Objectives:
[1] In the life expectancy plotting thread, list every method that the original poster's code calls on ax.
[2] Write the next part of the life expectancy plotting thread, picking up right after its final line.

Text excerpt:
··········

For some reason, my code above is doing the mean of the value "year) and it's not something i want, but it seems it take the value "year" and not "Life expectency" as i want.

For a better understanding, i've uploaded an image just below that show you my problem. The orange bar is right but the blue bar is not taking the good value... it's doing the mean of all the year so that's why all the blue bar are up to 2000s.

below the image you can find my code. Thanks you for helping me and have a great day !

df_life_exp = (df
      .loc[df['year'].isin([1952, 2007]), ['year', 'continent', 'lifeExp']]
      .groupby('continent')
      .mean()
      .unstack()
      .unstack()
      .unstack()
      .unstack()
)
ax = (df_life_exp
      .plot.bar(rot=45, figsize=(16, 6))
      )
ax.set_xlabel('Continent', fontsize=12)
ax.set_ylabel('Life Expectancy', fontsize=12)
ax.set_title('Life Expectancy by continent in 1952 and 2007', fontsize=14)
ax.legend(labels=['1952', '2007']) 

CodePudding user response:

You may try the following:

df_life_exp = (df
    .loc[df.year.isin([1952, 2007]), ['year', 'continent', 'lifeExp']]
    .groupby(['year', 'continent'])
    .mean()
    .reset_index()
    .pivot(index='continent', columns='year',values='lifeExp')
)
ax = (df_life_exp
    .plot.bar(rot = 0, figsize=(16, 6))
)

CodePudding user response:

Your question is unclear but I assume that you want to group by Continent and measure the average Life Expectancy for each Continent.

By default, pandas will measure the mean for all possible columns and in this case, year is one possible column like that because it's also numerical. You need to filter out to keep only the column of interest which is Life Expectancy.

You can try this:

df_life_exp = df
  .loc[df['year'].isin([1952, 2007]), ['year', 'continent', 'lifeExp']]
  .groupby('continent')
  .mean()[['lifeExp']].reset_index()

Hope this help.

Edit:

If you want to keep year as columns, continents as rows and aggregate lifeExp, can try this. Again it's tricky to give you a proper answer without clear description of input and output. Next time, you can try to include a data example to make it more conveninent for everyone.

df_life_exp = pd.pivot_table(
     df.loc[df.year.isin([1952, 2007]), ['year', 'continent', 'lifeExp']], 
     values='lifeExp', 
     index='continent', 
     columns='year', 
     aggfunc='mean').reset_index()

··········

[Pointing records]
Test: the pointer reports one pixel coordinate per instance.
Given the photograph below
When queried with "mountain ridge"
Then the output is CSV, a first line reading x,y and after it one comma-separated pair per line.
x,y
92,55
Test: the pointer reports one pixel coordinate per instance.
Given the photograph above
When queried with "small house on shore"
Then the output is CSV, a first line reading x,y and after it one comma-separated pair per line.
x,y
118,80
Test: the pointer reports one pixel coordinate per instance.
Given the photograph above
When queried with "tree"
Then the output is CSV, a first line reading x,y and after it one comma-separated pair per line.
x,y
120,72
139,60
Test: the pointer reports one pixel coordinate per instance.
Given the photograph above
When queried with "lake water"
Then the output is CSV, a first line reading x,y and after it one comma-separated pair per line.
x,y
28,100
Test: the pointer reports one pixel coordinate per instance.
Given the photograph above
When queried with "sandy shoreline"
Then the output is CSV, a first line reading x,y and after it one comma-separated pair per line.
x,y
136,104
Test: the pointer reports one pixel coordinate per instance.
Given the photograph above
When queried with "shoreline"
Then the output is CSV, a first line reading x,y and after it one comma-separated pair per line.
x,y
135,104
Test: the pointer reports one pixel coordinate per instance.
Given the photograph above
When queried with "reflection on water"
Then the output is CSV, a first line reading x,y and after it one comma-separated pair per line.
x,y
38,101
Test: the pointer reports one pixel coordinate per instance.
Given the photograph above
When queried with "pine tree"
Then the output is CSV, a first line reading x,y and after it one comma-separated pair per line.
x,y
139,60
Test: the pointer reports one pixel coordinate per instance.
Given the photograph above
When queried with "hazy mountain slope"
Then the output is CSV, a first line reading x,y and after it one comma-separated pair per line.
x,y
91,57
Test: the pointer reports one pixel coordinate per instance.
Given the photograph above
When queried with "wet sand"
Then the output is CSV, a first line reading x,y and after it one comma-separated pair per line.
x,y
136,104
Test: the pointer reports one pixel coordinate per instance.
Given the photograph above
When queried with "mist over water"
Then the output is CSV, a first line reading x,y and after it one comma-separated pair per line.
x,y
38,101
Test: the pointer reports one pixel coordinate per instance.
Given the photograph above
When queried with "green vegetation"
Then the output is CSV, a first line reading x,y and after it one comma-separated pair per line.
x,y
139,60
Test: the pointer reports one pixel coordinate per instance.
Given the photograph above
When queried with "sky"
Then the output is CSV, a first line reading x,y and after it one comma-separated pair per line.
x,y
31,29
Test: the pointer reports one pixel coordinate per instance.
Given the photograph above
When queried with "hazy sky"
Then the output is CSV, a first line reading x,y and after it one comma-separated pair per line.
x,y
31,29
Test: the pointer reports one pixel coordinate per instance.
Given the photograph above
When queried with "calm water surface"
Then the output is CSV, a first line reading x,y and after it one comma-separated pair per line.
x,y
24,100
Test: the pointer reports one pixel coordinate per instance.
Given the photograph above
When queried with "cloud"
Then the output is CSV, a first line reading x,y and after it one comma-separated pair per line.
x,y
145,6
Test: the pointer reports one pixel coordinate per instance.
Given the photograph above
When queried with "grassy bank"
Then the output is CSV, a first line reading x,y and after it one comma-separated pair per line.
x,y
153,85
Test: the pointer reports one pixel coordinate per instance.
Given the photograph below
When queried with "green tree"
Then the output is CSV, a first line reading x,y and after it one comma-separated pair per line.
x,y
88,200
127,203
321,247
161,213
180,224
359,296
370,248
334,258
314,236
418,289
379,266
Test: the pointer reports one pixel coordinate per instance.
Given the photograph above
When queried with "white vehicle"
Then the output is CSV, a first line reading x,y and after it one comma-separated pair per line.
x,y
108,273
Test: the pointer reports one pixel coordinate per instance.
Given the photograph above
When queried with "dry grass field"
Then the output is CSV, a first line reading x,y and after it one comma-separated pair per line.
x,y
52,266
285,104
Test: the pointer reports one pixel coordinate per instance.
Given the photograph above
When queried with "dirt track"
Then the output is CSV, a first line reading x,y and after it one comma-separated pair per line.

··········

Answers for this exercise:
[1] set_xlabel, set_ylabel, set_title, legend

[2]
CodePudding user response:

Your dataframe

df.loc[df['year'].isin([1952, 2007]), ['year', 'continent', 'lifeExp']]

Has three columns. If you perform a single groupby("continent"), it will group the other two columns by continent. Taking the mean of this resulting pandas DataFrameGroupBy object will calculate the mean year (1979.5) and the mean lifeExp (independent of the year) per continent.

Since you want to know the average life expectancy per continent AND per year, you should groupby both, so that each grouped container belongs to exactly one year and one continent. If you then take the mean, it will calculate the info you want. No further modifications have to be done to the dataframe in order to plot it out:

df_life_exp = (df
  .loc[df['year'].isin([1952, 2007]), ['year', 'continent', 'lifeExp']]
  .groupby(['year', 'continent'])
  .mean()
)
ax = (df_life_exp
      .plot.bar(rot=45, figsize=(16, 6))
      )
ax.set_xlabel('Continent', fontsize=12)
ax.set_ylabel('Life Expectancy', fontsize=12)
ax.set_title('Life Expectancy by continent in 1952 and 2007', fontsize=14)

Here, I also removed your .unstack() statements, as unstacking four times results in the same dataframe you started with.

Also note that the order which you groupby (here it's year first and continent second) will influence how your plot looks. If you switch the order, then your x-axis will show the year, and you will have a bar per continent instead of vice-versa.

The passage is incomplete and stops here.